[Work to be completed]: Look through the material and copy each line holding "goalie".

[Data]:
----------------

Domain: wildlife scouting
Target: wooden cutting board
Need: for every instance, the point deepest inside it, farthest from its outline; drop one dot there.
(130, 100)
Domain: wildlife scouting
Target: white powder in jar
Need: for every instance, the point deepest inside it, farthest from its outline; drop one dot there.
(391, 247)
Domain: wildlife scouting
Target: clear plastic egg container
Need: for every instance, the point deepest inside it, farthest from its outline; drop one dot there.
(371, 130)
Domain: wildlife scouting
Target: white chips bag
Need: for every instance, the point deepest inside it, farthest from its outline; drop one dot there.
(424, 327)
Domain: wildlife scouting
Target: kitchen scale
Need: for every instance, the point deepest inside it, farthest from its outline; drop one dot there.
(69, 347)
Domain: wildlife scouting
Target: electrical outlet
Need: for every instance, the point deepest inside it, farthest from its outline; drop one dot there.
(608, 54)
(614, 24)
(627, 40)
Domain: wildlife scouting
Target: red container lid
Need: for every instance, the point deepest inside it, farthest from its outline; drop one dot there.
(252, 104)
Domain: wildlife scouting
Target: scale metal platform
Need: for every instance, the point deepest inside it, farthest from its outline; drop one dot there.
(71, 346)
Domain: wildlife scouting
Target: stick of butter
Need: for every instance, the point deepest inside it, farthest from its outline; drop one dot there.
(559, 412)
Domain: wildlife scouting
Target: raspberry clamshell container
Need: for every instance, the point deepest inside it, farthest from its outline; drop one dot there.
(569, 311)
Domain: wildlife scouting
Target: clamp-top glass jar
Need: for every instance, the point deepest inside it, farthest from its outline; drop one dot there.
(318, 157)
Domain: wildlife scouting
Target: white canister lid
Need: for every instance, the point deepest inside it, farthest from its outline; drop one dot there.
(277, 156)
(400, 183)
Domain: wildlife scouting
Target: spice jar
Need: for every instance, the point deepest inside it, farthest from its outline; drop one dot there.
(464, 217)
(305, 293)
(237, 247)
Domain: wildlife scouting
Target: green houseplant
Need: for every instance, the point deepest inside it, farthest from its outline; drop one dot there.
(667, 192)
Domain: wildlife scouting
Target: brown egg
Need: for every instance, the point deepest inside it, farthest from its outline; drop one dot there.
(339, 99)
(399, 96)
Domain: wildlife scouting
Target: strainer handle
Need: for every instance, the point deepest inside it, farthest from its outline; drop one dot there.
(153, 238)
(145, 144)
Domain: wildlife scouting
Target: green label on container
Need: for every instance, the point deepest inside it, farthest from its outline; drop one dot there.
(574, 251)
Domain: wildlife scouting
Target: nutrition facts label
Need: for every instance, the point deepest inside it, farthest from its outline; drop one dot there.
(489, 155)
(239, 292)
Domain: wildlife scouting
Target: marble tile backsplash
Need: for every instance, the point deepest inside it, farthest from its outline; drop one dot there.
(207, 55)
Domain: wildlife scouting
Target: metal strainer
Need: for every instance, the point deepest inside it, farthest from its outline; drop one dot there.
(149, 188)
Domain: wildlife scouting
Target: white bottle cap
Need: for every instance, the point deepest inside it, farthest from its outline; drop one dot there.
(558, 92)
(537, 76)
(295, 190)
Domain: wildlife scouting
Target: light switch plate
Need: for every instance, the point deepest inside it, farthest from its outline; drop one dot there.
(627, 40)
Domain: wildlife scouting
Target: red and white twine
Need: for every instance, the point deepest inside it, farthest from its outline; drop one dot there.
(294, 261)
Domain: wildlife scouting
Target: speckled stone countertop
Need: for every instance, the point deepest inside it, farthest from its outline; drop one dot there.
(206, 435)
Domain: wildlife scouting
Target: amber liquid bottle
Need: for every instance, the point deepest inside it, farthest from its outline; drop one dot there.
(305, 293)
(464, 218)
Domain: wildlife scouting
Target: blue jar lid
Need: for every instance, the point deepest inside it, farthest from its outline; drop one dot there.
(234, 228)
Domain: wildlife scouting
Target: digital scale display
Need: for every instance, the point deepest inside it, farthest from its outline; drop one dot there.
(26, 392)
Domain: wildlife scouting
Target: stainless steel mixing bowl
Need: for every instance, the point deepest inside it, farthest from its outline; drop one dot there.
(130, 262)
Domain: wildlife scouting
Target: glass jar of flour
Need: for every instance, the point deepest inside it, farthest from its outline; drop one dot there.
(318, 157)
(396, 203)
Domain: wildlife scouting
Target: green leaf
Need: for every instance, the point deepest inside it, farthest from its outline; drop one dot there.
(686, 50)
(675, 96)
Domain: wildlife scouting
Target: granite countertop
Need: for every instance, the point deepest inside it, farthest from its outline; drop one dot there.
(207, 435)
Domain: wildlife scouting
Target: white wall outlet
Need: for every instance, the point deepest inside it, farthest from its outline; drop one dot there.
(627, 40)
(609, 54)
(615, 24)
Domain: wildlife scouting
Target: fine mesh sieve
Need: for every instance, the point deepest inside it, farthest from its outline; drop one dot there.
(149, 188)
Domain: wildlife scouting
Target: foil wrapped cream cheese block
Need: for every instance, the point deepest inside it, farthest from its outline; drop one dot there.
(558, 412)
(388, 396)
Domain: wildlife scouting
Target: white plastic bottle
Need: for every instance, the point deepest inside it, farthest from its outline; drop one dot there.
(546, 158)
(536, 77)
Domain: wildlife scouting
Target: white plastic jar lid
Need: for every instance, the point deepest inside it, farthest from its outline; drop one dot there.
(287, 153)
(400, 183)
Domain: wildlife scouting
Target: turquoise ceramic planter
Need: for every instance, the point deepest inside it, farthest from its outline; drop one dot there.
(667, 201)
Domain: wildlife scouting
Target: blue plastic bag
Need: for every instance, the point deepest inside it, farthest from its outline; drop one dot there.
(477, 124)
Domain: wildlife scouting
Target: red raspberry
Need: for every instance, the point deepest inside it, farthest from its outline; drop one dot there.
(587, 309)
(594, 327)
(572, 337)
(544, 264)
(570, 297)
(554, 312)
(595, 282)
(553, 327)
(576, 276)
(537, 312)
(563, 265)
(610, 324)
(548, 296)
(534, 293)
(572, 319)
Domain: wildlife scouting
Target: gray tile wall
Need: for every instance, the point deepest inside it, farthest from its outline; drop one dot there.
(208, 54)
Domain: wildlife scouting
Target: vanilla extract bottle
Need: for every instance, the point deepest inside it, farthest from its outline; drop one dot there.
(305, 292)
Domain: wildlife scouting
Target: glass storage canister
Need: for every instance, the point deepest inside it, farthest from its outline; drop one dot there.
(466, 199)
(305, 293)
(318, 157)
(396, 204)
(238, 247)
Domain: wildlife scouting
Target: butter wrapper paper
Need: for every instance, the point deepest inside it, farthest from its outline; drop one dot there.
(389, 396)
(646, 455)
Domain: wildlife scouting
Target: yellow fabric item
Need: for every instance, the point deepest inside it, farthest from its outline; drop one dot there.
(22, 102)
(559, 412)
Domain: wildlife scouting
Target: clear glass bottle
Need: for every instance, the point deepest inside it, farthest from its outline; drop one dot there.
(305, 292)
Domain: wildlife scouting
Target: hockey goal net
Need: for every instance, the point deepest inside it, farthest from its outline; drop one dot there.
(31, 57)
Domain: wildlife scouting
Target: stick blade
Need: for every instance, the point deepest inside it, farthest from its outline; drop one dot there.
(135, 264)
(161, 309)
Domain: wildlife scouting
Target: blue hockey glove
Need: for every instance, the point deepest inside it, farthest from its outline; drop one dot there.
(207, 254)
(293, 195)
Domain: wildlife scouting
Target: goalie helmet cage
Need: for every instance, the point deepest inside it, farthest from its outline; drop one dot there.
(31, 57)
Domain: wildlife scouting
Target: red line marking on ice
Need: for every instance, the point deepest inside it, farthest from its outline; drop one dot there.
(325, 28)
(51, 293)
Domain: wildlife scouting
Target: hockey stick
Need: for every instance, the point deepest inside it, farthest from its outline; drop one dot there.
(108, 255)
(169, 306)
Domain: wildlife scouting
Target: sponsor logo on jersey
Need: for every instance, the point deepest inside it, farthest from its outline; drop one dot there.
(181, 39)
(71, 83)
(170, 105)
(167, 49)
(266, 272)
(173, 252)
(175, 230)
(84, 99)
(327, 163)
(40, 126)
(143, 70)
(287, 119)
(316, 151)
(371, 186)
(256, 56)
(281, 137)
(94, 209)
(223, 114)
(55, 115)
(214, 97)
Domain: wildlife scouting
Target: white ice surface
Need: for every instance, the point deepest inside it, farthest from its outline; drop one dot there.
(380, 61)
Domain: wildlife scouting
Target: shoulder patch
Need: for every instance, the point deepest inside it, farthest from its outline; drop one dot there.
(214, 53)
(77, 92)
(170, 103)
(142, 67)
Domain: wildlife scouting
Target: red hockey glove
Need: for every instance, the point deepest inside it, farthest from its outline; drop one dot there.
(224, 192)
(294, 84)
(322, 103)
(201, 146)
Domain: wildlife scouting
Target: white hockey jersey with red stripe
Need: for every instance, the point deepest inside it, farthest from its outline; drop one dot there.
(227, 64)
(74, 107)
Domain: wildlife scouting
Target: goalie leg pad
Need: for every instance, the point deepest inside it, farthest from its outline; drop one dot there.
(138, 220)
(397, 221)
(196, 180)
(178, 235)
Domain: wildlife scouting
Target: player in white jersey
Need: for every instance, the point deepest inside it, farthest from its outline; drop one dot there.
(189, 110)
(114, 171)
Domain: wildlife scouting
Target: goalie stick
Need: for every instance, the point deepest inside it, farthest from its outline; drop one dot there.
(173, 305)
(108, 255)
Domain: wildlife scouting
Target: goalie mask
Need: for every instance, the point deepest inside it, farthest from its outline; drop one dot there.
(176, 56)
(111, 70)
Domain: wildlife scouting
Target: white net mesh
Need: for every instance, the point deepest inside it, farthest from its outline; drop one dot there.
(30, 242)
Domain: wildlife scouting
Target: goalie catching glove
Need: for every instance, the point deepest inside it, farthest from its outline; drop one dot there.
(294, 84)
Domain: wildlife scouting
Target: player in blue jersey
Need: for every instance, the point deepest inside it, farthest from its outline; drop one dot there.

----------------

[Solution]:
Target: goalie helmet cage
Target: goalie leg pad
Target: goalie stick
Target: goalie mask
Target: goalie catching glove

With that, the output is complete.